Petunjuk Tugas:
(a) Jawab pertanyaan berikut berdasarkan artikel tentang qadha puasa.
(i) Bulan apa yang disebut sebagai bulan terakhir untuk mengganti puasa Ramadhan?
(ii) Pada hari dan tanggal berapa artikel itu dimuat?
(iii) Dari surah dan ayat berapa firman yang dikutip dalam artikel itu?
(b) Tuliskan kembali tanpa perubahan baris-baris catatan mulai dari baris yang memuat "indicate the spider leg, a" dan berhenti setelah baris yang memuat "column 409, row 304".

Teks Sumber:
Syaban Bulan Terakhir Qadha Puasa, Yuk Segerakan!

Kamis, 17 Maret 2022 - 10:40 WIB
loading...
Syaban Bulan Terakhir Qadha Puasa, Yuk Segerakan!
Bulan Syaban merupakan bulan terakhir untuk menqadha (mengganti) puasa Ramadhan, karena itu, menyegerakan qadha puasa itu lebih utama. Foto ilustrasi/ist
A A A
Bulan Syaban merupakan bulan terakhir untuk menqadha (mengganti) puasa Ramadhan. Karena itu, menyegerakan qadha puasa itu lebih utama, apalagi ketika telah tiba saat-saat terakhir dibolehkan mengqadhanya, sebelum datang kembali Bulan Ramadhan.

Dalam Islam, bersegera mengerjakan amal kebaikan dan tidak menundanya, termasuk di dalamnya adalah meng- qadha puasa , merupakan perkara yang sangat ditekankan. Sebagaimana diisyaratkan dalam firman Allah subhanahu wa ta’ala,

وَسَارِعُوا إِلَى مَغْفِرَةٍ مِنْ رَبِّكُمْ وَجَنَّةٍ عَرْضُهَا السَّمَاوَاتُ وَالْأَرْضُ أُعِدَّتْ لِلْمُتَّقِي


"Dan bersegeralah kamu kepada ampunan dari Tuhanmu dan kepada surga yang luasnya seluas langit dan bumi yang disediakan untuk orang-orang yang bertakwa (Qs. Ali Imran : 133)

Anotasi titik pada foto
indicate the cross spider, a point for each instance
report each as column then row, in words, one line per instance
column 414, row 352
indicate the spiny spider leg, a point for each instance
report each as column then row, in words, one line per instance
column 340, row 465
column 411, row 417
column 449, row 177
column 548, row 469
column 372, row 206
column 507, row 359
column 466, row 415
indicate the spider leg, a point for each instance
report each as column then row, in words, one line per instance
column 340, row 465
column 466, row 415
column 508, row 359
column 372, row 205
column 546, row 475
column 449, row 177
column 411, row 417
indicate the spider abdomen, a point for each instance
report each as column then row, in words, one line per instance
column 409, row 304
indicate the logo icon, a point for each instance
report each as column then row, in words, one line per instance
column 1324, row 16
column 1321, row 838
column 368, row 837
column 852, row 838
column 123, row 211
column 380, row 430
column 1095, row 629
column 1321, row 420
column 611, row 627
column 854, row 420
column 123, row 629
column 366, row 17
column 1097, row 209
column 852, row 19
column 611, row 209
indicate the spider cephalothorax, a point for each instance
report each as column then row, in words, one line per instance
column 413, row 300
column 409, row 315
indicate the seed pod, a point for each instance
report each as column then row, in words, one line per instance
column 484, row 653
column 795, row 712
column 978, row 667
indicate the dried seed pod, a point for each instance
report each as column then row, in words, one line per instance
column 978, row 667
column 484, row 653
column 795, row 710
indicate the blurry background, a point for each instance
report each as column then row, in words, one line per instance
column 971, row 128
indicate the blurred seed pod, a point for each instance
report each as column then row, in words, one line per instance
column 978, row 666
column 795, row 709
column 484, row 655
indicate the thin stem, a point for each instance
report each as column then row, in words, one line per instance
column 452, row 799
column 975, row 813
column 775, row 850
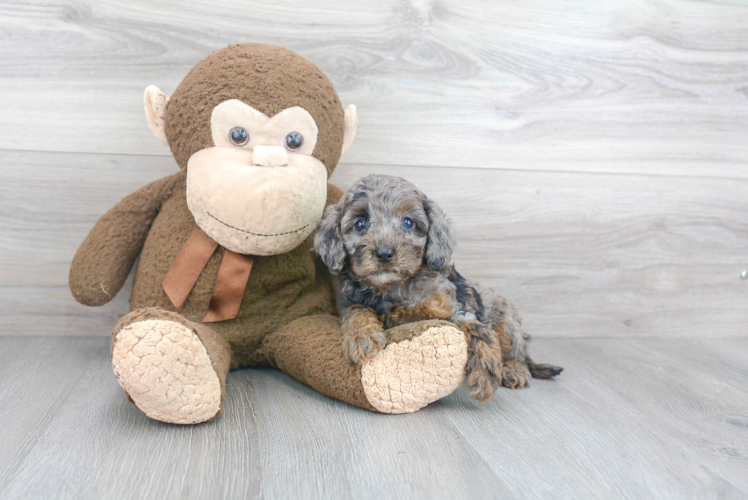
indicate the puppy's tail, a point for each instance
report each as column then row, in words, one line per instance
column 543, row 370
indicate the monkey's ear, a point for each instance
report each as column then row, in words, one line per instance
column 328, row 242
column 439, row 241
column 351, row 122
column 155, row 111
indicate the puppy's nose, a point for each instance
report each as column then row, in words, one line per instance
column 269, row 156
column 384, row 254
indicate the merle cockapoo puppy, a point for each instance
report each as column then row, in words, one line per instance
column 392, row 246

Jawaban Soal:
(a)
(i) Bulan Syaban.
(ii) Kamis, 17 Maret 2022.
(iii) Surah Ali Imran ayat 133.

(b)
indicate the spider leg, a point for each instance
report each as column then row, in words, one line per instance
column 340, row 465
column 466, row 415
column 508, row 359
column 372, row 205
column 546, row 475
column 449, row 177
column 411, row 417
indicate the spider abdomen, a point for each instance
report each as column then row, in words, one line per instance
column 409, row 304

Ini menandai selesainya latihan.